[Referring expression data]
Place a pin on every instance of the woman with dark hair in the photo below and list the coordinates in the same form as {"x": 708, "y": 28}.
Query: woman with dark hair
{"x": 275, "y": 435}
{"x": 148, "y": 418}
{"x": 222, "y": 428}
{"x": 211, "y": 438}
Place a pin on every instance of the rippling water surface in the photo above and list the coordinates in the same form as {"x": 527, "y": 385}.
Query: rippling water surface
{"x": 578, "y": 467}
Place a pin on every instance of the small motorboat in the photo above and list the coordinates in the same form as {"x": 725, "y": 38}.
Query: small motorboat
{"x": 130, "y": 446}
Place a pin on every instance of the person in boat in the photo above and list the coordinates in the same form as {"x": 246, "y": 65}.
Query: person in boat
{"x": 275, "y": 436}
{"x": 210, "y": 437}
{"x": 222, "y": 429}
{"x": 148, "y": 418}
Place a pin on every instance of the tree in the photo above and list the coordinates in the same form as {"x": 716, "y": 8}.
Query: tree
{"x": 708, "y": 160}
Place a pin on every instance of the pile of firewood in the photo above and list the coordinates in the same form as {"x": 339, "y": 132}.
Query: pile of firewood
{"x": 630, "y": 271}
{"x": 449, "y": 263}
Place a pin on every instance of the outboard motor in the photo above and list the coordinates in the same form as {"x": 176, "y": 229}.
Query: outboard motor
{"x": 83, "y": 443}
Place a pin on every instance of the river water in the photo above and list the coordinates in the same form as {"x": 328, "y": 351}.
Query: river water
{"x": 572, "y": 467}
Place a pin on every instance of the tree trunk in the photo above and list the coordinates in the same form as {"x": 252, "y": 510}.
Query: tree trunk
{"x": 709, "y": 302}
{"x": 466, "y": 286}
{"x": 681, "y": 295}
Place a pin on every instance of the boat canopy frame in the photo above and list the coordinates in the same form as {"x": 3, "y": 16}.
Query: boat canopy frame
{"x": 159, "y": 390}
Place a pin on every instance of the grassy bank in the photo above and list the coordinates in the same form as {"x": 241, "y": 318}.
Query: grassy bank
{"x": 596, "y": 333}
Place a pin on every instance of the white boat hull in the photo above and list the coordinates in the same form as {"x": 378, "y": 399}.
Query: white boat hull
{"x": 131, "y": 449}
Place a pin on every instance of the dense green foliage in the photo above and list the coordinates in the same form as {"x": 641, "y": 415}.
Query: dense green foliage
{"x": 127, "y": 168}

---

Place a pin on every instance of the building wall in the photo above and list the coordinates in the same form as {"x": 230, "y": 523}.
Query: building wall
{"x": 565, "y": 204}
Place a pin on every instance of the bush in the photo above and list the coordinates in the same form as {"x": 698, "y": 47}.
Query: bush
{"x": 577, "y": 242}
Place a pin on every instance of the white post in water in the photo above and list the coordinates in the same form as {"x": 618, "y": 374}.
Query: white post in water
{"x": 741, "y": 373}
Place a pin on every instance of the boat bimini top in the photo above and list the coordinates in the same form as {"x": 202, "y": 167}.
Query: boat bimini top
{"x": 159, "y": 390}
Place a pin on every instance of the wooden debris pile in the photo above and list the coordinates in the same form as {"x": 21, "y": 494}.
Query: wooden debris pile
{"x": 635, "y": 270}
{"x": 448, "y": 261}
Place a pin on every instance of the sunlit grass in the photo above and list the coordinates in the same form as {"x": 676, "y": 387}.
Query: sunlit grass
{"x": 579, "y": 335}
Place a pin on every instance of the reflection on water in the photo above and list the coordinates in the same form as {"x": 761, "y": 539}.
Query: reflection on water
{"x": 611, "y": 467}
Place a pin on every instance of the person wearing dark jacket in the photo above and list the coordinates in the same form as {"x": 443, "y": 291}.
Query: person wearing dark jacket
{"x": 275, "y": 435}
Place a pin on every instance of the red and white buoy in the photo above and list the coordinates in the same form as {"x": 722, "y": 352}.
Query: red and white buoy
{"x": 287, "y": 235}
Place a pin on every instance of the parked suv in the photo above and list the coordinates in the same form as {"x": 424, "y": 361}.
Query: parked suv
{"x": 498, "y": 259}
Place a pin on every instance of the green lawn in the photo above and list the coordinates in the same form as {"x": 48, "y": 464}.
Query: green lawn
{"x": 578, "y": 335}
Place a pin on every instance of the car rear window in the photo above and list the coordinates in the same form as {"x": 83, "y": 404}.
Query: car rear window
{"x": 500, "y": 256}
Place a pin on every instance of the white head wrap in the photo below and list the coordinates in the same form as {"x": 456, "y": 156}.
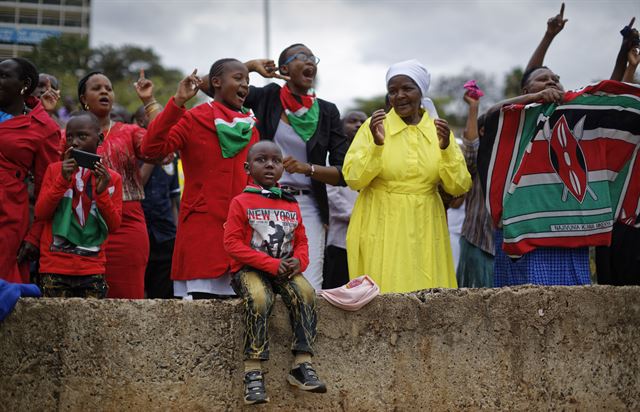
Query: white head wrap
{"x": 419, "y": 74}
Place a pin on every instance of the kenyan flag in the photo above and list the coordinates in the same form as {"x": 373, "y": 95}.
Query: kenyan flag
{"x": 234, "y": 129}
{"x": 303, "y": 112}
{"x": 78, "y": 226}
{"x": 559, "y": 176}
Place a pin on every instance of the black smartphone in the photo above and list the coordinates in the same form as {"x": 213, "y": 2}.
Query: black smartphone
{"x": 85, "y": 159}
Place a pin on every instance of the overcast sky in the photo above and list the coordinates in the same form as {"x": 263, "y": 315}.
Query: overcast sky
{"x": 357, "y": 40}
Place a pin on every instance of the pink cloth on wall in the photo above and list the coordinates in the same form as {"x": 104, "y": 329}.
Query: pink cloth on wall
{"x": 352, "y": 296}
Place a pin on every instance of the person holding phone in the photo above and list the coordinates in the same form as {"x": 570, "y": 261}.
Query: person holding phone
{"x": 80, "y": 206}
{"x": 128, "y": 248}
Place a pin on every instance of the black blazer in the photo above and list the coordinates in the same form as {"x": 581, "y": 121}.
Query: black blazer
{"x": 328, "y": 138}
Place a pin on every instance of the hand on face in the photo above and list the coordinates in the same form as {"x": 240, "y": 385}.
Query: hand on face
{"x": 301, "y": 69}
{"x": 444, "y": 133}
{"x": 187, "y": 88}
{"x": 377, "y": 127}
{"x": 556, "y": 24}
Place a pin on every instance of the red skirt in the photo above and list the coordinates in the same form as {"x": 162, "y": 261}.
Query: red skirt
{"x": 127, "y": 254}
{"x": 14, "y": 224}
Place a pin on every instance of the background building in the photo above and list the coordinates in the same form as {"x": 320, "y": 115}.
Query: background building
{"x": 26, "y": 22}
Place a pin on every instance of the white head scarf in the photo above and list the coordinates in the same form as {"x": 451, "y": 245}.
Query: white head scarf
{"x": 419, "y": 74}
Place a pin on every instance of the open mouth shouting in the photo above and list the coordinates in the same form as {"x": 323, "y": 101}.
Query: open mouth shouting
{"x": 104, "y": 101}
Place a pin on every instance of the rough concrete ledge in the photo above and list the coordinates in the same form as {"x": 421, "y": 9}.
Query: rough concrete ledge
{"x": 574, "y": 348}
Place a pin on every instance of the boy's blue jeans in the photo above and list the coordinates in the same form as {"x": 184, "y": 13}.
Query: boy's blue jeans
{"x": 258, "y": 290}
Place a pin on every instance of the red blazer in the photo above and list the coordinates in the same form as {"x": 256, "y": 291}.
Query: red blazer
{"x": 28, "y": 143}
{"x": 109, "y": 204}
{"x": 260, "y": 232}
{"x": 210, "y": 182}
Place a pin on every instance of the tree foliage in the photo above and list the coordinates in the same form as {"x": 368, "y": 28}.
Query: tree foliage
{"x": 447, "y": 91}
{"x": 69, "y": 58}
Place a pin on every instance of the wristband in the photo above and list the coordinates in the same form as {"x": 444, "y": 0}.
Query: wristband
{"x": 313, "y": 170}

_Exercise directions_
Using the data above, reproduce exactly the lines from the line that contains "Place a pin on every instance of the bush" through the line that contains "Place a pin on every instance of the boat bimini", including both.

_Written solution_
Place a pin on every instance of the bush in the photo above and list the coordinates in the same form as {"x": 698, "y": 47}.
Query: bush
{"x": 577, "y": 242}
Place a pin on every instance of the white post in water in the photo above and list the coordinates in the same form as {"x": 618, "y": 374}.
Query: white post in water
{"x": 741, "y": 373}
Place a pin on every instance of the boat bimini top in the photo above and list the coordinates in the same form as {"x": 202, "y": 167}.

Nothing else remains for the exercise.